◆ **AIM OF THE EXERCISE**:
Each record below should be written out again exactly.

◆ **Source data**:
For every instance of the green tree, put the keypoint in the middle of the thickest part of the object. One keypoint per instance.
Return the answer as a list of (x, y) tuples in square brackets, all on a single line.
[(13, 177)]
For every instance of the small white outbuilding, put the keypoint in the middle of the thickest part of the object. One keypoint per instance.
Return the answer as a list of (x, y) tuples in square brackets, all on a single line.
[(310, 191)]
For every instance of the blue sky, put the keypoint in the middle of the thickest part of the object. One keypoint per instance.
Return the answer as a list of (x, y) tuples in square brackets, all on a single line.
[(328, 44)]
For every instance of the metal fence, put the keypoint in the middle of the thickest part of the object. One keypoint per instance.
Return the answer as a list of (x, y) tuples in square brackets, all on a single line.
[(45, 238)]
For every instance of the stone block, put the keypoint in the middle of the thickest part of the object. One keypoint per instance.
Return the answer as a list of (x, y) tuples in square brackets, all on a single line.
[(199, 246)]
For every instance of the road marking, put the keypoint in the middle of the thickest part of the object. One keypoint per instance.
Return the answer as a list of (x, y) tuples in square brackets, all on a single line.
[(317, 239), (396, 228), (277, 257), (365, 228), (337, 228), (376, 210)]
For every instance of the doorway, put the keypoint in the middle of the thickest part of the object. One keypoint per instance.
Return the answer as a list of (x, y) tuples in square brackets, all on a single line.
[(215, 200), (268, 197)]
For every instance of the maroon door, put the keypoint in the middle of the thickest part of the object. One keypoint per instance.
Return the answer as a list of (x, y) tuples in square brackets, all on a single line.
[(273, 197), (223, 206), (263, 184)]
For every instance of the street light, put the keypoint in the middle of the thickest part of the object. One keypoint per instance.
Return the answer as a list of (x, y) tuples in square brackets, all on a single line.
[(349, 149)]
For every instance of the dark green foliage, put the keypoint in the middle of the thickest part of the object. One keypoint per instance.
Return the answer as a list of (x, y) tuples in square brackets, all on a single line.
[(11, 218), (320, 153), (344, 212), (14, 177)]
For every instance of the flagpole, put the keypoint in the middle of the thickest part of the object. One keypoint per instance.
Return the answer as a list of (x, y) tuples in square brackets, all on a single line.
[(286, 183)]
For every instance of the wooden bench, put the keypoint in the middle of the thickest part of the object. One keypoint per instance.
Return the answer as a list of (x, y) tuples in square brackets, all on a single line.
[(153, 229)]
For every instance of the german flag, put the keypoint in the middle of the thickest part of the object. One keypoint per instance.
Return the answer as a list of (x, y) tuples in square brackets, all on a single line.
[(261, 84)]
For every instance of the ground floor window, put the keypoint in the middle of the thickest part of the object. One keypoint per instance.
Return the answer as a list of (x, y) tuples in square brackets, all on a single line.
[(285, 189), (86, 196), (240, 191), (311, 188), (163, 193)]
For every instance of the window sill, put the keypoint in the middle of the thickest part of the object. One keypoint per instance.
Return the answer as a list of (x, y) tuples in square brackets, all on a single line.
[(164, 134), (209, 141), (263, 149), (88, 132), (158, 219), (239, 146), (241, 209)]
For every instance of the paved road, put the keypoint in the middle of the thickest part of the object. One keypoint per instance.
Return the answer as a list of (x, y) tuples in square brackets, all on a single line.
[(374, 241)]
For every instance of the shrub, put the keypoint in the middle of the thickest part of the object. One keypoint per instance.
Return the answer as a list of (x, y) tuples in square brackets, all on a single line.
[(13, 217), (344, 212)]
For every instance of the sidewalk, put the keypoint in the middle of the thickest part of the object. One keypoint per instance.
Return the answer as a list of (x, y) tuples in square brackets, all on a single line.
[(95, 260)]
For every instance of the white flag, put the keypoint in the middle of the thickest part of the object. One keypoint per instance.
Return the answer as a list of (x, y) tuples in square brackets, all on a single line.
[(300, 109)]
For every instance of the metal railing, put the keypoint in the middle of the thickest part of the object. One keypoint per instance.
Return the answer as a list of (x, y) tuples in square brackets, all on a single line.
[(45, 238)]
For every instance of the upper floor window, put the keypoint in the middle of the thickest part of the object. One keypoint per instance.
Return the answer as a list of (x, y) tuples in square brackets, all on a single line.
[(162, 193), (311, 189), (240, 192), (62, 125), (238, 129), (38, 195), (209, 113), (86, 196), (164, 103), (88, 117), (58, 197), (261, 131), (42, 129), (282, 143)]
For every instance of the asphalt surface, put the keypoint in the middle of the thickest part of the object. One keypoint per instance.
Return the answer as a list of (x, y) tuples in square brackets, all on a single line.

◆ **RESPONSE**:
For every instance of the green tree, put the keypoint in the middle of the thickest part of the object. One keypoint per instance.
Return the answer as a list of (x, y) tuples in square brackets, all on a single line.
[(13, 177)]
For every instance of the small white outbuilding, put the keypoint in the middle of the thickest part of the object. One keypoint per instance.
Return the answer as a list of (x, y) tuples in square brackets, all on a single line.
[(310, 191)]
For every instance of the blue sky, put the keypoint in the middle of the thickest part of the object. One keypoint per instance.
Return the answer as a list of (x, y) tuples in square brackets, all on a single line.
[(328, 44)]
For every instance of the metal fence, put the keypoint in the middle of the thickest part of the object. One keypoint per instance.
Return the answer as a list of (x, y) tuples in square brackets, all on a single line.
[(45, 238)]
For every instance of the stone block, put the keypoint in the middle of the thickest part of the object. One keypoint per instance.
Return the answer as a list of (x, y) tuples in square brackets, all on a single line.
[(199, 246)]
For every instance of the road marking, put the keypoint in the middle of the thickest part of the object. One keypoint per instance.
Return the answer as a list of (x, y) tuples in square brackets, all on a single line.
[(317, 239), (396, 228), (277, 257), (365, 228), (337, 228), (376, 210)]
For every instance of the doorway, put the keypoint in the middle of the thickest part of the object. One keypoint per instance.
Return the answer as a list of (x, y) tuples in square brackets, all on a single line.
[(215, 200), (268, 197)]
For every instance of the maroon door, put the keypoint in the middle of the thickest part of the object. One keypoint per instance.
Return the answer as a list of (x, y) tuples in square brackets, all on a single line.
[(273, 197), (223, 206), (263, 184)]
For every instance of the street light, put the keypoint in the middle of the thickest part of the object. One keypoint per instance.
Return the answer as a list of (x, y) tuples in square brackets, all on a single line.
[(349, 149)]
For every instance of the dark green foliage, put the keypoint in the middle of the thickest part of the object. One keypoint per instance.
Return the answer as a list of (x, y) tuples in square brackets, all on a single line.
[(11, 218), (320, 153), (344, 212), (14, 177)]
For every instance of the flagpole, put the keypoint in the middle of the thickest part of the object. One keypoint per instance.
Return the answer as a list of (x, y) tuples in square brackets, all on a single line.
[(286, 183)]
For every instance of the wooden bench, put the keypoint in the middle of the thickest part of the object. One keypoint per instance.
Return the answer as a list of (x, y) tuples in square brackets, all on a single line.
[(153, 229)]
For every instance of the german flag, put the keypoint in the middle of the thickest part of the object. One keypoint per instance.
Return the answer as a list of (x, y) tuples in square brackets, all on a single line.
[(261, 84)]
For every instance of the ground floor window, put the keypoint in the middle of the thickest part of the object. One keypoint per instance.
Return the answer as a list of (x, y) tuples in square brackets, all on a single line.
[(285, 189), (86, 196), (240, 191), (311, 188), (163, 193)]
For every instance of the window sill, put the keypoint in the middle of the thickest part of the object. One keypoint per instance.
Return the answer as a list of (x, y) tuples in square brackets, all on a single line.
[(164, 134), (209, 141), (263, 149), (88, 132), (158, 219), (239, 146), (241, 209)]
For every instance of the paved road, put the keypoint in the middle of the thickest part of the object. One keypoint per instance.
Return the answer as a list of (x, y) tuples in square brackets, all on a single line.
[(374, 241)]
For every instance of the shrub, put the keypoint in the middle of the thickest part of the object. One keypoint per instance.
Return the answer as a list of (x, y) tuples in square brackets, all on a single line.
[(13, 217), (344, 212)]
For every instance of the sidewalk, put the keypoint in the middle of the thickest part of the object. One keypoint per instance.
Return the answer as a list of (x, y) tuples in square brackets, all on a single line.
[(95, 260)]
For every instance of the white flag, put the keypoint in the middle of the thickest part of the object. One keypoint per instance.
Return the answer as a list of (x, y) tuples in square brackets, all on a single line.
[(300, 109)]
For every instance of the metal railing, put the keypoint in the middle of the thickest part of the object. One keypoint per instance.
Return the answer as a list of (x, y) tuples in square brackets, all on a single line.
[(45, 238)]
For every instance of the upper floor window, put the keypoint in the middle of the thickest part of the object. One keypoint per instance.
Return the answer as a list of (x, y) tuples in square brackets, all on a single line.
[(162, 193), (311, 189), (240, 192), (62, 125), (238, 129), (38, 195), (209, 113), (86, 196), (164, 103), (88, 117), (58, 197), (261, 131), (42, 129), (282, 143)]
For every instance of the asphalt surface, put the keypoint in the middle of the thickest part of the object. One keypoint per instance.
Return the answer as a list of (x, y) tuples in square brackets, all on a single line.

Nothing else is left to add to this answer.